◆ Source text
The knowledge explosion and resulting social change is being driven largely by the scientific community.
I’ve coined the phrase “science clergy” to refer to how the relationship of trust we moderns have with scientists seems remarkably like the blind faith relationship we used to have with religious clerics.
What’s going to happen to that relationship of trust if the existence of UFOs is proven beyond any doubt, say in a cascading series of Pentagon reports? What’s going to happen to our faith in the “science clergy” if we realize that they’ve relentlessly ignored what could be the biggest story in human history? If it turns out that Nobel Prize winners knows less about what becomes a proven UFO phenomena than the wacky UFO nuts with crazy hair, what then?
This seems an important question because our faith in the future is arguably based largely in our faith in those creating that future, the scientific community.
If the UFO story explodes in a big way, it may help us aim a critical eye at a relationship that has long been in need of closer inspection.
I think we’ve been assuming that because science can create impressive technologies like AI, science also has the judgment to know that AI will be on balance a good thing. Is this true? Does one ability automatically prove the other?
As example, scientists displayed their undisputed technical prowess in the creation of nuclear weapons but now, like the rest of us, they have no idea how to un-create them. The science community washes their hands of this problem by blaming it on the politicians, and then returns to creating new powers.

◆ Information provided
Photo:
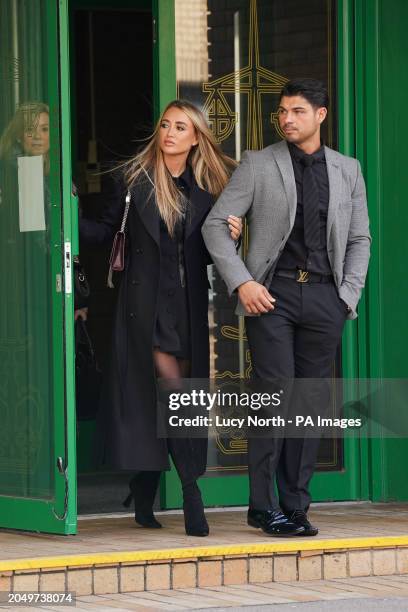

◆ Activity
Carry on the essay about public trust in the "science clergy," picking up after its final sentence.

◆ Response to the task
It would be a mistake to demonize the science community because they are overwhelming people of good intentions. But if it is proven that UFOs exist, and that scientists arrogantly ignored such a huge issue, perhaps such an inconvenient development will help us refine the critical eye scientists are always telling us we should further develop.
Maybe scientists really have not the slightest idea whether or not they are leading us towards a better future, and if that’s true, maybe we should be aware of that.
If UFOs are proven to be real in a manner that receives broad culture wide acceptance, how would such a shift in the group consensus affect our relationship with other seemingly impossible theories?
I’ve been pondering this as I make my way through documentaries about alien abduction claims. This is more challenging territory than UFO claims because there is really no hard real world evidence, it’s all anecdotal, and thus such claims are reasonably subject to a skeptical review.
The most credible researchers seem to have concluded that the majority of those claiming to have been abducted are entirely sincere and in good mental health. But that doesn’t really prove anything other than that this is an interesting phenomena, whatever it’s real cause might be.
I’m bringing this tricky subject up here because some of the most experienced and credible abduction researchers appear to have concluded that alien life forms are in the process of merging with humanity. That is, they are claiming our future is being designed by someone else, that we are quietly becoming someone else.
This is of course an incredible claim which most of us are understandably and quite reasonably not willing to accept. And then I remind myself, that’s exactly how I used to feel about unidentified flying objects.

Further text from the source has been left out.